• **REQUIRED TASK A**:
How often does data storage volume double, according to the article on structured data?
• **REQUIRED TASK B**:
Translate this sentence from the article on structured data into Spanish: "Data and information is the lifeblood of any business."
• **REQUIRED TASK C**:
Continue the article on structured data after its final sentence.

• **PASSAGE GIVEN**:
## START
What is Structured Data, and why do I want it?

By Daniel Warren-Smith

Data and information is the lifeblood of any business.  Emails.  Paper archives.  ERP transaction data.  Board papers.  Financial reports.  Presentations.  Analysis.  Invoices.  Quality records.  Internal audits.  HR records.  Customer files.  Purchase orders. CRM notes.  Intellectual property.

All are these sources of information were useful at the time of their creation.  Depending on your strategy for incoming documents, you may have automatically extracted the necessary data and kicked off subsequent business processes, or this may have been manual.  Over time, with growth in your data storage (volume doubles every 18-24 months), if the data isn’t structured, it becomes a fatberg , clogging the arteries of your business.  By contrast, when data is structured, it is easily organised, and sets up your business for automation.

Data in business exists in 3 forms:  Structured, semi-structured and unstructured.
## END
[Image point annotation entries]
## START
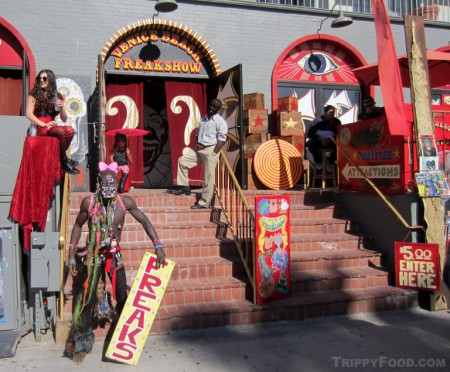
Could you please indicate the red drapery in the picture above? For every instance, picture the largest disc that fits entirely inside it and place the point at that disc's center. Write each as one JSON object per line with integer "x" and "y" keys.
{"x": 188, "y": 95}
{"x": 135, "y": 91}
{"x": 39, "y": 170}
{"x": 389, "y": 71}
## END
• **RESPONSE A**:
Every 18 to 24 months.

• **RESPONSE B**:
Los datos y la información son el alma de cualquier empresa.

• **RESPONSE C**:
Structured Data is clearly identified by type of record, has key metadata captured for each data element, and exists in a searchable format.  The metadata attached to each data element includes standard information such as creator, data and time of creation, location, record type, as well as data specific to the type of record might.  Additional metadata might include customer name, employee number, account number, or vendor number.  When the data element is a recorded in a database (eg purchase order), the database system automatically creates the metadata.  But what if the data element is an email?  Or a customer credit application?  Or a box of paper invoices? Some data is innately structured as part of its creation, but other data needs additional work to create the structure.  Examples of structured data include a transaction record in a database, a PDF customer file in searchable text format, with metadata tags of customer name, customer number and date, a PDF remittance advice in searchable text format which includes customer name, amount, date and invoice reference.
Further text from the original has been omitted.